Required work:
Reproduce the full listing below verbatim, keeping every line unchanged and in its original order.

Material shown:
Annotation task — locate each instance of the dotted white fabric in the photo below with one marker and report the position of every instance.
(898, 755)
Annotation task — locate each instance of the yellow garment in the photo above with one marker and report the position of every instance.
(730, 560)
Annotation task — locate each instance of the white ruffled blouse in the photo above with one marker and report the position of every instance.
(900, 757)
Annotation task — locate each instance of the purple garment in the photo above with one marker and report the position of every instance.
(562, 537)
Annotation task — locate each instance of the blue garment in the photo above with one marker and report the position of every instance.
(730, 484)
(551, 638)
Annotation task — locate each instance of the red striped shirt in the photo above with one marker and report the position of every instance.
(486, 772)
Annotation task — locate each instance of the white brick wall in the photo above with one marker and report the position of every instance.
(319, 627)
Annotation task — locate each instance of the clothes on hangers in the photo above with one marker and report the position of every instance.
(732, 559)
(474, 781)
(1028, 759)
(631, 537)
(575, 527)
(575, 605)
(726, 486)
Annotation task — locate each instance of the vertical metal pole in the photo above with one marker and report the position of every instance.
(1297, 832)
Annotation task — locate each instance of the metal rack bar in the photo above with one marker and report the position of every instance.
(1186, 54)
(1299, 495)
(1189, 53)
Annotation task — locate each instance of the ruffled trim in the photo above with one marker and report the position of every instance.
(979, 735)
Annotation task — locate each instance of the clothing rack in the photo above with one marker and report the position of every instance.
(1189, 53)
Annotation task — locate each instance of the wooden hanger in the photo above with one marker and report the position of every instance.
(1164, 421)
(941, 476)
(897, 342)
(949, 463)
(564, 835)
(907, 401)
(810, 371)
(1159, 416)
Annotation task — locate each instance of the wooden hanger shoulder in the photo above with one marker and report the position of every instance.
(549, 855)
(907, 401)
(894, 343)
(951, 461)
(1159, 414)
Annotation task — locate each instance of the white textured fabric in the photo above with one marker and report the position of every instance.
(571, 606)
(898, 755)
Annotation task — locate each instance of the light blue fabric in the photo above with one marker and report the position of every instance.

Full response:
Annotation task — locate each instance of the dotted white fabric in the photo below with one marker and report the position of every instance.
(898, 755)
Annotation task — locate each instance of the yellow garment in the photo above with one marker and report the position of every instance.
(730, 560)
Annotation task — locate each instance of the white ruffled blouse in the photo above with one marker and report the position of every instance.
(900, 757)
Annotation task — locate each instance of the purple garment in the photo above with one marker and report the position of every instance.
(562, 537)
Annotation task — locate each instance of the blue garment in the photo above with one marker and report the position of every instance.
(730, 484)
(551, 638)
Annotation task — locate each instance of the red striped shirt in the photo above with one marker and report the position of every instance.
(486, 772)
Annotation task — locate each instance of the white brick wall in the photo above with one marker and report the position of every instance.
(319, 627)
Annotation task — locate each instance of the clothes on hangers in the photo above with one marker and report the position of every instance.
(732, 559)
(474, 781)
(1028, 759)
(631, 537)
(575, 527)
(575, 605)
(726, 486)
Annotation task — locate each instance of the vertical metal pole in the photo above with one marker and report the position of every instance.
(1297, 832)
Annotation task — locate each instance of the metal rack bar in the photo above with one marker and report the position of every instance.
(1186, 54)
(1299, 495)
(1189, 53)
Annotation task — locate each instance of the ruffled trim in the photo above with one marker and report the position of every instance.
(979, 735)
Annotation task — locate each instance of the clothing rack in the photo above with one marker and report the position of every instance.
(1189, 53)
Annotation task — locate each instance of the wooden hanger in the photo above with one marker and report the position of every instance.
(1164, 421)
(941, 476)
(897, 342)
(949, 463)
(564, 835)
(907, 401)
(810, 371)
(1159, 416)
Annotation task — locate each instance of the wooden hanger shoulder in the photo above with one marker and report the position of every instance.
(549, 855)
(907, 401)
(894, 343)
(951, 461)
(1159, 414)
Annotation task — locate each instance of the white textured fabric in the photo above with one marker and report the position of every instance.
(571, 606)
(898, 755)
Annotation task — locate each instance of the light blue fabric in the photo above with one marker and report the position of every instance.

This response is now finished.